REQUIRED WORK :: Write out the listing below as a numbered list, with blank lines left out and the pictures omitted.

RECORDS FOR THIS TASK ::

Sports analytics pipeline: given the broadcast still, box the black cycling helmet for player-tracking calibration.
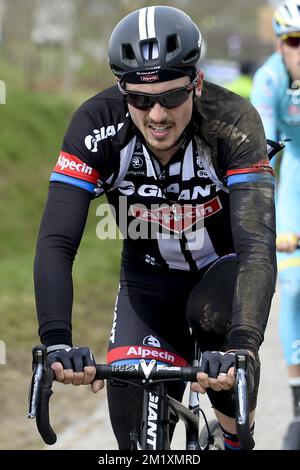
[108,6,202,83]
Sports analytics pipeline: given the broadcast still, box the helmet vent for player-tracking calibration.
[121,44,138,67]
[142,39,158,60]
[182,49,200,65]
[166,34,181,61]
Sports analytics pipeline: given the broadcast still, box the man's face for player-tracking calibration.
[126,76,202,156]
[278,32,300,80]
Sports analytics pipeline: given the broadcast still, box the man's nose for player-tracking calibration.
[149,102,168,122]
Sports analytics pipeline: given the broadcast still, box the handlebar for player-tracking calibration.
[28,345,254,450]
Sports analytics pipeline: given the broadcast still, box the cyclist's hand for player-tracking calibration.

TASK OUTPUT ::
1. Sports analytics pipeline: given the broadcast still, box the black cycling helmet for player-tracking calibration.
2. [108,6,202,83]
3. Sports analytics pipeline: given the broadcast still, box the helmet vent for player-tracking calibration.
4. [121,44,138,67]
5. [142,39,158,60]
6. [182,49,200,65]
7. [166,34,181,61]
8. Sports analytics pipeline: given the broadcast still, box the man's face for player-tracking calibration.
9. [126,76,202,156]
10. [278,32,300,80]
11. Sports analytics pipeline: given the broadcast still, box the man's nose for player-tracking calibration.
12. [149,102,168,122]
13. Sports analytics pipeline: given the broadcast still, box the handlebar for player-tracking calibration.
14. [28,345,254,450]
15. Sports analytics pipeline: given the broadcast still, box the cyclist's hand for player-tracking calibration.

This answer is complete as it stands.